### [TASK TO COMPLETE]
Collect every line of the data below that contains the string "grass", and copy each one in full. Matching is case-sensitive.

### [MATERIAL SHOWN]
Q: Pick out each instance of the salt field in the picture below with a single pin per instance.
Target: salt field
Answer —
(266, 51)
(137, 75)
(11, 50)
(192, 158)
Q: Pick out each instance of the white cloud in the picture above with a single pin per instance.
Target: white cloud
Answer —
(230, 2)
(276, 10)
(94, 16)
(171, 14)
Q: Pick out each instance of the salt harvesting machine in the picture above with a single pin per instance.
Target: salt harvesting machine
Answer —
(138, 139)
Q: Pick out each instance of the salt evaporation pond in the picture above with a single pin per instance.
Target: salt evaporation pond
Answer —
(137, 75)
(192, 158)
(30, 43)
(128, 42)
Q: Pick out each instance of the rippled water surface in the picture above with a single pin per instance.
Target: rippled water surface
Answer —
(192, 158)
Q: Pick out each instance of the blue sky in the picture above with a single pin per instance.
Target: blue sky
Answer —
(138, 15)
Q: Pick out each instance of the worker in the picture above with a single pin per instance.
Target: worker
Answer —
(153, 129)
...
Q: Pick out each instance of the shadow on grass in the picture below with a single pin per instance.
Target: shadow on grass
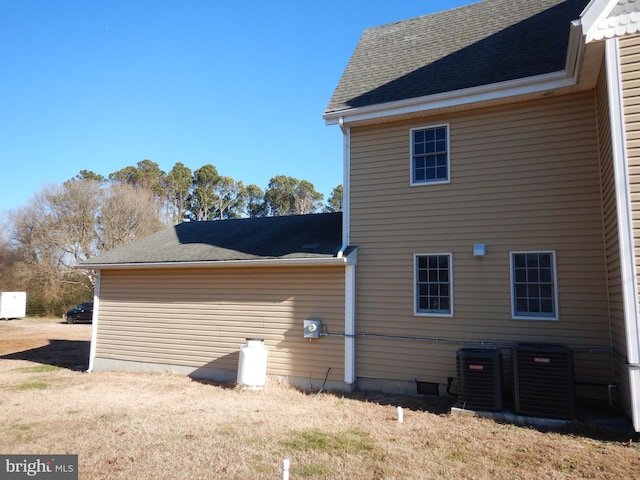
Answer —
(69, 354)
...
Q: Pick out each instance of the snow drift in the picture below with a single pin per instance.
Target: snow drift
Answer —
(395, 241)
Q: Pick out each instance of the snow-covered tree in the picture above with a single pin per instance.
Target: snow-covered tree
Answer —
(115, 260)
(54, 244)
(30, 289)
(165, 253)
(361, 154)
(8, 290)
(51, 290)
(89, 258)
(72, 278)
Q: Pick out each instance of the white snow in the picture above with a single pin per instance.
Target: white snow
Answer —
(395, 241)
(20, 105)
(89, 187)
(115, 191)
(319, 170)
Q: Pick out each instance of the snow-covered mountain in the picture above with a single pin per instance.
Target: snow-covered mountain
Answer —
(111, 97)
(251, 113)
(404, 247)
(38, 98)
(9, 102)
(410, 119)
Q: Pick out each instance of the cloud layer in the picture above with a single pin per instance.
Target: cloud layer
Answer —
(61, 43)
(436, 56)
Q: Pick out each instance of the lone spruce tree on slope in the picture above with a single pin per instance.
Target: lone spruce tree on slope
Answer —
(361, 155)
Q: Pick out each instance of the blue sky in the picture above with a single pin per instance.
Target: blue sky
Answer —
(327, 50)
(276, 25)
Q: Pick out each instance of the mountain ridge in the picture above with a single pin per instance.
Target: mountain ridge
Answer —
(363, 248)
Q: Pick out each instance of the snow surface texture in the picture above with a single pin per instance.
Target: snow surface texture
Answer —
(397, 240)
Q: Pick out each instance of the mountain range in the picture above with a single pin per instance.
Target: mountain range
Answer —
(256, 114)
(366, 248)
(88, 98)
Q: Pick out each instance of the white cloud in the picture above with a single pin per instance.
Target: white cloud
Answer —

### [OUTPUT FOR THIS EXERCISE]
Q: Pick out each instance of the shadow on grass in the picture below with a single pin per instance.
Target: shadow on grass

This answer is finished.